## [Problem statement]
Output exactly the lines from the line with "Where can the red" through the end of the records below. Include nothing else.

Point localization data
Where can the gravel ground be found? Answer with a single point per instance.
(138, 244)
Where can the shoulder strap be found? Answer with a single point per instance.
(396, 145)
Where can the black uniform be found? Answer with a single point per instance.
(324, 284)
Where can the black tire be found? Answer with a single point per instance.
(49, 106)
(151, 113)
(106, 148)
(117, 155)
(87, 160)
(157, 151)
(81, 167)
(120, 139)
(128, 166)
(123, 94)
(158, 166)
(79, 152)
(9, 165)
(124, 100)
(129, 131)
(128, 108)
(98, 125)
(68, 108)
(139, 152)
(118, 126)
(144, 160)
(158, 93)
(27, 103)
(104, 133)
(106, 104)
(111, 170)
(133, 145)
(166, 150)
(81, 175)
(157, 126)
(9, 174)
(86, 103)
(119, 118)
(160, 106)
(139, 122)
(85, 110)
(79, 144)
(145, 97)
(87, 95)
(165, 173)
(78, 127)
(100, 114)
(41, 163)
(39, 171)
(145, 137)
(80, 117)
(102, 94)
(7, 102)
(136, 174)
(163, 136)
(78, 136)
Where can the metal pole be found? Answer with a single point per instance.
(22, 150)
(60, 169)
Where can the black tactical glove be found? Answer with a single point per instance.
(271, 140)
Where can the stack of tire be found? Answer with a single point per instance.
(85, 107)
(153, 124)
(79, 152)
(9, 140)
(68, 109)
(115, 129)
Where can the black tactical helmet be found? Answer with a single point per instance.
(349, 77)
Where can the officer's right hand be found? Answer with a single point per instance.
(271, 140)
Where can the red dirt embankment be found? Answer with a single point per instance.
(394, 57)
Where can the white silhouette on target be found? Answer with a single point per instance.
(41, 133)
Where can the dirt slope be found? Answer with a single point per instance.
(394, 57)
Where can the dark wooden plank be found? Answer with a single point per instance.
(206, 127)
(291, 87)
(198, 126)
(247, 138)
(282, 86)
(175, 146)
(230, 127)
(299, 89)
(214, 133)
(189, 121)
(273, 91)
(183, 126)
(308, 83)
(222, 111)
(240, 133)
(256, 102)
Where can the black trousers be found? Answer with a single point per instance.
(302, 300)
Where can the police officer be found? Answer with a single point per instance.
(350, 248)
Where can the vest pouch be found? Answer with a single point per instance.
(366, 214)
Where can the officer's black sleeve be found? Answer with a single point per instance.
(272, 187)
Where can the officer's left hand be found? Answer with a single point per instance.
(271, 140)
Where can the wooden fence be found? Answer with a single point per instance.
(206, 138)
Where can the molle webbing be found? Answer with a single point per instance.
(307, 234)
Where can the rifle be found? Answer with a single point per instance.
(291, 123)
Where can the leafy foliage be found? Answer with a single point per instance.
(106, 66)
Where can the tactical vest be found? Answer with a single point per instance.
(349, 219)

## [Solution for this problem]
Where can the red dirt embankment be found? Answer with a single point per instance.
(394, 57)
Where can the white silhouette on target be found? Answer with a single point per instance.
(41, 133)
Where can the dirt slope be found? Answer with a single point per instance.
(394, 57)
Where can the dark wooden plank be found? Answer with a single point per instance.
(206, 127)
(291, 87)
(198, 126)
(247, 138)
(282, 86)
(175, 146)
(230, 127)
(299, 89)
(214, 133)
(189, 121)
(273, 91)
(183, 126)
(308, 83)
(222, 111)
(240, 133)
(256, 102)
Where can the black trousers be found? Answer with a single point per instance.
(302, 300)
Where can the police officer be found? Answer with a single point per instance.
(350, 248)
Where can the vest pouch be found? Answer with a single point per instance.
(366, 214)
Where can the officer's black sleeve be found? Answer with a single point per instance.
(272, 187)
Where can the officer's left hand be found? Answer with a single point per instance.
(271, 140)
Where can the wooden fence be found? Answer with a single point per instance.
(206, 138)
Where can the molle webbing be found? Answer with a single point per instance.
(307, 234)
Where can the rifle be found? Answer with a single point per instance.
(291, 123)
Where can the leafy foliage be found? Answer with a single point per instance.
(106, 66)
Where can the tactical vest be found? Answer with a single point per instance.
(349, 219)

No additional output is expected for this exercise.